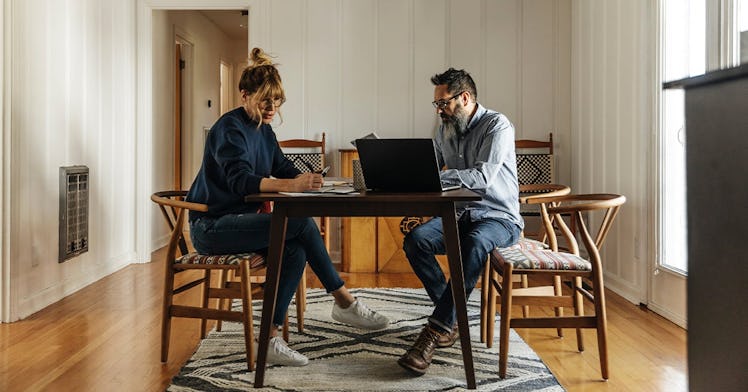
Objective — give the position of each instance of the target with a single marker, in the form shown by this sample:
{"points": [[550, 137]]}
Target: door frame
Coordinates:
{"points": [[144, 121]]}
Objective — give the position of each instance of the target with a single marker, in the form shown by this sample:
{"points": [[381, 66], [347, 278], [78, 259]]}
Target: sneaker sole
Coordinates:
{"points": [[413, 370]]}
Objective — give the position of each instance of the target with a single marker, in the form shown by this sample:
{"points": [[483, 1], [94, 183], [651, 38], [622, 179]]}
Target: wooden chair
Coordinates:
{"points": [[309, 156], [586, 277], [488, 305], [535, 168], [170, 215], [244, 266]]}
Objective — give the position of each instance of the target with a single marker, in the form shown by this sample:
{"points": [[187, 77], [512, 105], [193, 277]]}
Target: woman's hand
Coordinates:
{"points": [[302, 182], [307, 181]]}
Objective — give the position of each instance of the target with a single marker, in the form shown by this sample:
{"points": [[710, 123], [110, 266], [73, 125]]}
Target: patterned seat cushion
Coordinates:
{"points": [[542, 259], [527, 243], [256, 260]]}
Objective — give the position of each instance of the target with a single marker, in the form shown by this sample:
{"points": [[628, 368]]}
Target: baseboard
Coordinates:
{"points": [[48, 296], [624, 289], [677, 319]]}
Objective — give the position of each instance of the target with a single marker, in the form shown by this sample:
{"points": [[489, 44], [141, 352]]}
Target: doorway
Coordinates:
{"points": [[146, 216]]}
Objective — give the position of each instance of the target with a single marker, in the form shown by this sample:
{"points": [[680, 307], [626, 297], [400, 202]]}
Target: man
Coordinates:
{"points": [[477, 147]]}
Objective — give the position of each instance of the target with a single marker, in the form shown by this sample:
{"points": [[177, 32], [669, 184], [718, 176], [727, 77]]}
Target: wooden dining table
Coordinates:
{"points": [[440, 204]]}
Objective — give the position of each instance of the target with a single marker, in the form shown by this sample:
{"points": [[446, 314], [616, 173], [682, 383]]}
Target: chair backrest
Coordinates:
{"points": [[173, 208], [535, 161], [306, 155], [555, 209]]}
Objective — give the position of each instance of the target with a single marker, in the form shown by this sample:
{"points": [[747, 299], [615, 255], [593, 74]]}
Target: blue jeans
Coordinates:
{"points": [[242, 233], [477, 239]]}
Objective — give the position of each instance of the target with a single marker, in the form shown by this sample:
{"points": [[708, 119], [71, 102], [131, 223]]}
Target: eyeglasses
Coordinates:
{"points": [[275, 102], [442, 103]]}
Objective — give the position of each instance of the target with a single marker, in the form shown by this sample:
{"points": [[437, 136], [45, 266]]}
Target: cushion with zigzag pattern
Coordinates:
{"points": [[256, 260], [542, 259]]}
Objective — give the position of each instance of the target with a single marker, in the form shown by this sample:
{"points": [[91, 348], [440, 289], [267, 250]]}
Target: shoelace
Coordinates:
{"points": [[365, 311], [281, 348], [428, 337]]}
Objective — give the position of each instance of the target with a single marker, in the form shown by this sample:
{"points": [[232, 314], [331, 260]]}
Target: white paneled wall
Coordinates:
{"points": [[612, 93], [72, 102], [349, 67], [352, 67]]}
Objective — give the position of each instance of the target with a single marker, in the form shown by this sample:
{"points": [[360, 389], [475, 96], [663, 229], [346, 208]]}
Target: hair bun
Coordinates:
{"points": [[259, 58]]}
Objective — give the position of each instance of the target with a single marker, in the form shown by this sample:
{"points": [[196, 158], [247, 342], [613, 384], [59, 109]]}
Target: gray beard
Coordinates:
{"points": [[456, 126]]}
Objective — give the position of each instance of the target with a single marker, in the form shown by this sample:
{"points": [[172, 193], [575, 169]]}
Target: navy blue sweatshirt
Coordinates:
{"points": [[237, 156]]}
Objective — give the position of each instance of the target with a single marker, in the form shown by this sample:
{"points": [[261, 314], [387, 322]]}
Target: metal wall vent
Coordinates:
{"points": [[73, 211]]}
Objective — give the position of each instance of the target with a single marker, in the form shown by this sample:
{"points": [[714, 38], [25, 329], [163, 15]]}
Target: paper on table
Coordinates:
{"points": [[372, 135], [327, 183], [330, 190]]}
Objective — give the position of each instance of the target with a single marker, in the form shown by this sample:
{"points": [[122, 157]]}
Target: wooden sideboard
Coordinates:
{"points": [[374, 244]]}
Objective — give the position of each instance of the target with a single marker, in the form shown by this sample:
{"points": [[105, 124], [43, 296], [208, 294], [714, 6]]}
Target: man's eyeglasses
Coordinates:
{"points": [[274, 102], [442, 103]]}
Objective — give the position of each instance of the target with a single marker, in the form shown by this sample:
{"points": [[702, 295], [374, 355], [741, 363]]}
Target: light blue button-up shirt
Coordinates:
{"points": [[484, 161]]}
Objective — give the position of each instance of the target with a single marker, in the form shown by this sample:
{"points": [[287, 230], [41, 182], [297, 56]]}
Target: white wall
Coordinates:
{"points": [[71, 96], [612, 96], [350, 67]]}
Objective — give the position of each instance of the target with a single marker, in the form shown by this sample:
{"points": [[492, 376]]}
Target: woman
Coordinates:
{"points": [[241, 154]]}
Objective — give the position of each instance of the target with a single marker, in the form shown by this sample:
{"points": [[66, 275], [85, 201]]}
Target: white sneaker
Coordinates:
{"points": [[280, 354], [359, 316]]}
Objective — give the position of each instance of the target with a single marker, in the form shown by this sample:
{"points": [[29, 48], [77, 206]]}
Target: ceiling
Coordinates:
{"points": [[232, 22]]}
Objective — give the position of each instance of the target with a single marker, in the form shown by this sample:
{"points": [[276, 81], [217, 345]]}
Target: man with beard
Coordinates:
{"points": [[476, 145]]}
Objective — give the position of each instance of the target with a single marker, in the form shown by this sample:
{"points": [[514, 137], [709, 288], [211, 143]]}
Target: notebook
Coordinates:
{"points": [[400, 165]]}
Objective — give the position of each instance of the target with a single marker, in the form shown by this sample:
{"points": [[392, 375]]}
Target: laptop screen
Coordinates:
{"points": [[399, 165]]}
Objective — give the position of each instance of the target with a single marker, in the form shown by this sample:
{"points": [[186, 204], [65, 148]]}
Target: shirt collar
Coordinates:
{"points": [[479, 112]]}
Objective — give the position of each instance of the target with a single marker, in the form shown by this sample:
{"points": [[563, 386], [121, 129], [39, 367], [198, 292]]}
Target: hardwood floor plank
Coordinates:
{"points": [[106, 337]]}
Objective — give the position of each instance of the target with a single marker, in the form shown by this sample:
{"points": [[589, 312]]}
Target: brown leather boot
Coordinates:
{"points": [[448, 339], [418, 357]]}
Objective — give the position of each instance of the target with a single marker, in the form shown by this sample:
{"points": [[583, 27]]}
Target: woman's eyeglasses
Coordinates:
{"points": [[272, 102]]}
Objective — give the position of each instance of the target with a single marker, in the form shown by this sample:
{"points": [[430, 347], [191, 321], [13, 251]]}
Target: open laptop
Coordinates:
{"points": [[400, 165]]}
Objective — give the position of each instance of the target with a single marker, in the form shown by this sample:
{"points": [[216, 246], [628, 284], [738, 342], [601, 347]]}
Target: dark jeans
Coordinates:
{"points": [[242, 233], [477, 239]]}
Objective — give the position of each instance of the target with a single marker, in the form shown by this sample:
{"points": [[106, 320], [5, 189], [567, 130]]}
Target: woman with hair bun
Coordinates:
{"points": [[241, 157]]}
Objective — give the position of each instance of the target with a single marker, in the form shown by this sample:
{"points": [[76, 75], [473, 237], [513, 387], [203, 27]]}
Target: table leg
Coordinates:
{"points": [[452, 243], [275, 253]]}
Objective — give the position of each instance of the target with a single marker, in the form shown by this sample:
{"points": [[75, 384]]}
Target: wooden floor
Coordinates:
{"points": [[106, 337]]}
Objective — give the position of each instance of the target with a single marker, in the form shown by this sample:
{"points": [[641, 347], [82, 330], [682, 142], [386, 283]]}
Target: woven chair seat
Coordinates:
{"points": [[542, 259], [256, 260]]}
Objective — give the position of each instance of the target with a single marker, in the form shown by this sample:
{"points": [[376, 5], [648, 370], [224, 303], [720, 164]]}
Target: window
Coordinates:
{"points": [[688, 26], [743, 30], [684, 54]]}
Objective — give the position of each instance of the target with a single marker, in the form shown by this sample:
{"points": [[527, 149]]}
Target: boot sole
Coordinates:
{"points": [[413, 370]]}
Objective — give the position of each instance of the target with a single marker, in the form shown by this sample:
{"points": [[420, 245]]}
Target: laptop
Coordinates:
{"points": [[400, 165]]}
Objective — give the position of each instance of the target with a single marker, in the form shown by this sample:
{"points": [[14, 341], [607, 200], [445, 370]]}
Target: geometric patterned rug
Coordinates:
{"points": [[342, 358]]}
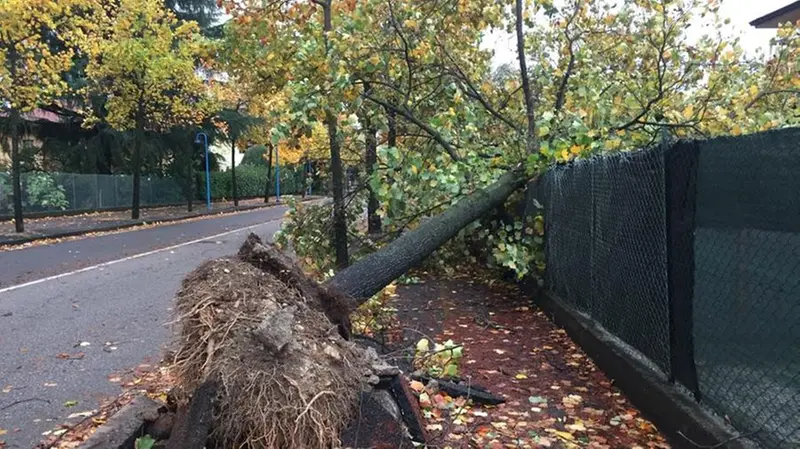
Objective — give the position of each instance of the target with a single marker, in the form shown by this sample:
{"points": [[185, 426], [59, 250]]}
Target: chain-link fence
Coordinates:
{"points": [[690, 254], [69, 192], [55, 192]]}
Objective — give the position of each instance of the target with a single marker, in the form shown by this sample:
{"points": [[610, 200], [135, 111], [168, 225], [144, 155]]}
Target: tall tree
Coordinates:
{"points": [[145, 65], [31, 69]]}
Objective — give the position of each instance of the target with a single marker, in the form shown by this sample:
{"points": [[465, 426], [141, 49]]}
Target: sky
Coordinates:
{"points": [[741, 13]]}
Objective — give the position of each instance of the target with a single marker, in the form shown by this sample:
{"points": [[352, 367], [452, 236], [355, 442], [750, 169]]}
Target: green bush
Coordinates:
{"points": [[44, 193], [250, 182]]}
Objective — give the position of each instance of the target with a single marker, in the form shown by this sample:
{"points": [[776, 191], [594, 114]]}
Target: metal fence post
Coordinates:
{"points": [[680, 187]]}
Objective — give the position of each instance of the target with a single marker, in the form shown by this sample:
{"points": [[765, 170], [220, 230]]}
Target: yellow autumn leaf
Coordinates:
{"points": [[688, 112], [564, 435]]}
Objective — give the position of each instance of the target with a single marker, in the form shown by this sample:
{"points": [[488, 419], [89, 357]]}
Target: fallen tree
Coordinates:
{"points": [[369, 275], [273, 344]]}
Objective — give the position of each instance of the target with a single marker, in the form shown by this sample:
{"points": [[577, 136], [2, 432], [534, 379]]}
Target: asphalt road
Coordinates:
{"points": [[113, 290]]}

· · · ·

Gather every line of the records above that contains the word "sole", and copy each of those lines in full.

Solution for this task:
Target: sneaker sole
Target: boot sole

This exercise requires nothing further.